Task prompt = Count the lines in the data below that contain the word "tree", matching case exactly. Reply with only the number.

** start Source records **

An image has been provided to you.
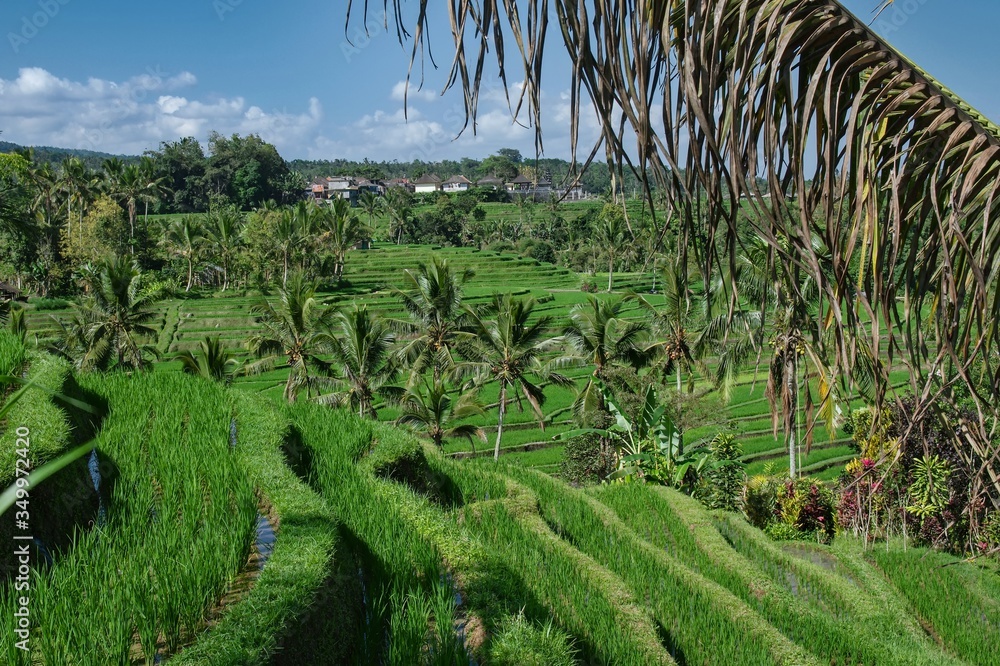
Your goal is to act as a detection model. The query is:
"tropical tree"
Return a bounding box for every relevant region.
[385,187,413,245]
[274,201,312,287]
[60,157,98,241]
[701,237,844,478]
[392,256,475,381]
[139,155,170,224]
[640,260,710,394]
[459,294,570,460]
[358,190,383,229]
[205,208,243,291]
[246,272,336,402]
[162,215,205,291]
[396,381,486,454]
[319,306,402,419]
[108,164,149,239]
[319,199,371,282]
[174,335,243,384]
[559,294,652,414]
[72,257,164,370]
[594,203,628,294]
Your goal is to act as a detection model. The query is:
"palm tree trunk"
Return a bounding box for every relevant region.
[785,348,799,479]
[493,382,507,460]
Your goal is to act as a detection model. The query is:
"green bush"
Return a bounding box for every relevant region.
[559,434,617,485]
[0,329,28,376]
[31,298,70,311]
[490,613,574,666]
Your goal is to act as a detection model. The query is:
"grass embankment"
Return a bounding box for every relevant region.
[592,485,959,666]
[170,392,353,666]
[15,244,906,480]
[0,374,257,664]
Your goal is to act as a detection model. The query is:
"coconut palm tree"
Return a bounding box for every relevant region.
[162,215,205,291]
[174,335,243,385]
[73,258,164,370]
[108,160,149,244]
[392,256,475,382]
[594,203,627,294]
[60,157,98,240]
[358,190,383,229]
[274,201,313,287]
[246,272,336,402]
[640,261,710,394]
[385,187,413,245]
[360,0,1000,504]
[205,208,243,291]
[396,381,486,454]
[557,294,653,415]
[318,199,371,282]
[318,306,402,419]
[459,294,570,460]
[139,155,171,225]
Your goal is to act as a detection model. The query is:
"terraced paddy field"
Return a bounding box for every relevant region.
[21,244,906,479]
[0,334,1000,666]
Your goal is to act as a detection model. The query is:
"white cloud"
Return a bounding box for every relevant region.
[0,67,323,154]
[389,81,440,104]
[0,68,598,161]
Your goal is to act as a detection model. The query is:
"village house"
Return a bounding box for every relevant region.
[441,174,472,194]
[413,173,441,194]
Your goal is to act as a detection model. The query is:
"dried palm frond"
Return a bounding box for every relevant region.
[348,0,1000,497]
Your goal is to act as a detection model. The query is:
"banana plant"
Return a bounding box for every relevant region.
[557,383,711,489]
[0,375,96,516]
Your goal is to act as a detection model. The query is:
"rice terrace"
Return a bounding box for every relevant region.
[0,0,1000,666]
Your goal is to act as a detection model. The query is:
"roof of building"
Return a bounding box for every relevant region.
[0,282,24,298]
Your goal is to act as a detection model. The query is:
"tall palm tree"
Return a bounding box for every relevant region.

** end Source records **

Complete answer = 4